**Instructions for the task**
Output every line of the records below without any change, omitting the pictures.

Labeled shape records:
** BEGIN **
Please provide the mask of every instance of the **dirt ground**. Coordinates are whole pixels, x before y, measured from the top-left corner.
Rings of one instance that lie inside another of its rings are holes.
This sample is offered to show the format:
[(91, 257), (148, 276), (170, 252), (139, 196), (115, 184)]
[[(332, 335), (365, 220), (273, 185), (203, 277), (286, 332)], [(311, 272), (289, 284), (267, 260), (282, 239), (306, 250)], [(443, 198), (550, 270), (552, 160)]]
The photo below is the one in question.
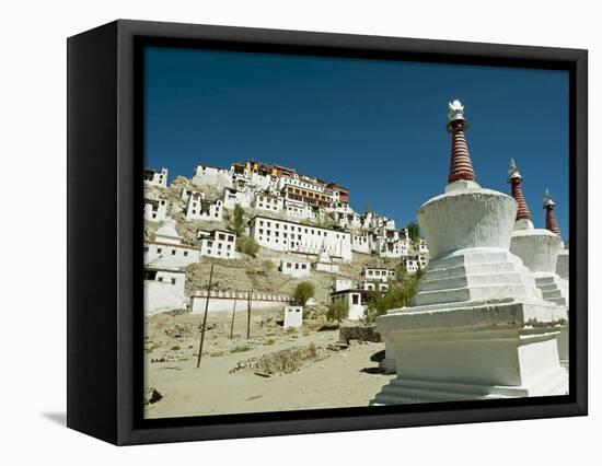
** END **
**Final result**
Please provide the mask of every instance of the **dirt ground**. Coordinates are whole pixels, x before y, measured from the top-left corner.
Rings of one instance that lie inside another of its rings are holes.
This sample is offered to show the format:
[(91, 257), (148, 276), (170, 252), (139, 196), (115, 184)]
[[(332, 335), (365, 220), (273, 185), (203, 277), (286, 332)], [(311, 272), (289, 284), (267, 260), (282, 239), (306, 250)], [(443, 198), (550, 270), (552, 160)]]
The photo below is the one in question.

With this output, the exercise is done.